**Aim of the task:** What follows is a set of records, each of which is to be written out exactly.

[Pointing records]
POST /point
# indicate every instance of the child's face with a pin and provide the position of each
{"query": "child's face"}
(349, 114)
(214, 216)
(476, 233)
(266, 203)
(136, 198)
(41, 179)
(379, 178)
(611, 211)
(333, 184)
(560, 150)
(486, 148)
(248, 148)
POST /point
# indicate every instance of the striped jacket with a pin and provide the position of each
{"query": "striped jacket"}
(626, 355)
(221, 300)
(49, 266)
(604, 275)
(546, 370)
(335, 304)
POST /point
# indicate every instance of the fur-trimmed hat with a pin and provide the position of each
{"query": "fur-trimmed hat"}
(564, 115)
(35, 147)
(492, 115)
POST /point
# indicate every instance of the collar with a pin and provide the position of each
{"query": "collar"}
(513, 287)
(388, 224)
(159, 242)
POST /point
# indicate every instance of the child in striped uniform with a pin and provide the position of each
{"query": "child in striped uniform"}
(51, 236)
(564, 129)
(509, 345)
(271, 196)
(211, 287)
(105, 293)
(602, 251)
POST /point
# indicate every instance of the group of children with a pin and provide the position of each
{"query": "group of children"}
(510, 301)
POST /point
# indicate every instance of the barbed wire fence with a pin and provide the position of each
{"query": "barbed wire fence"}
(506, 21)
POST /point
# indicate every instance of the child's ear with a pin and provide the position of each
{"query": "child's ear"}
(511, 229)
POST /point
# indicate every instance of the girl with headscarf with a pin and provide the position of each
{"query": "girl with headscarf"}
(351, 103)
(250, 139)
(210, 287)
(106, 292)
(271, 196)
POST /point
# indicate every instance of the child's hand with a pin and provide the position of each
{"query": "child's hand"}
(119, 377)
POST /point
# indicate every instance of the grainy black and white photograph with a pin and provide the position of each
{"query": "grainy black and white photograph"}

**Task solution:**
POST /point
# indicate every instance of the child's face with a pin and provide the position of each
{"query": "child's face"}
(349, 114)
(214, 216)
(476, 233)
(266, 203)
(136, 198)
(41, 179)
(379, 178)
(611, 211)
(333, 184)
(560, 150)
(486, 148)
(248, 148)
POST /point
# indicate every instance of the striped jacket with a pin and provide the position of each
{"query": "striped jacket"}
(626, 355)
(221, 300)
(49, 266)
(604, 275)
(546, 370)
(335, 304)
POST /point
# indicate every instance of the fur-trimmed hat with a pin and provide the position of each
{"query": "fur-trimmed hat"}
(564, 115)
(35, 147)
(492, 115)
POST /point
# indicate every instance of the collar with a pin and provide the position of each
{"query": "collar"}
(513, 287)
(388, 224)
(159, 242)
POST /point
# indicate every instance of the child in striped uniform with a pin and provide the position of each
{"query": "child in striped uniform"}
(51, 236)
(564, 129)
(509, 345)
(271, 196)
(211, 287)
(105, 293)
(602, 251)
POST /point
# indicate every instance of the group of children with a pin and provide the position of each
{"query": "group of children"}
(510, 301)
POST /point
# indicate every instance of the barbed wire fence with a pin and provide the position of each
{"query": "barbed wire fence"}
(506, 21)
POST /point
# indicate every instance of the child's ear with a pin and provide the position of each
{"query": "child's ear"}
(511, 229)
POST /point
# indicate every instance of the girl with headscarf with a pin and provide the position of each
{"query": "girl with headscarf"}
(351, 103)
(250, 139)
(210, 287)
(106, 292)
(271, 196)
POST /point
# indicate every instance of the child's hand with a pin and provide the position of each
{"query": "child's hand"}
(119, 377)
POST /point
# indicate every instance of the grainy black and white photograph with a pin and provide the position of each
{"query": "grainy black and white photograph"}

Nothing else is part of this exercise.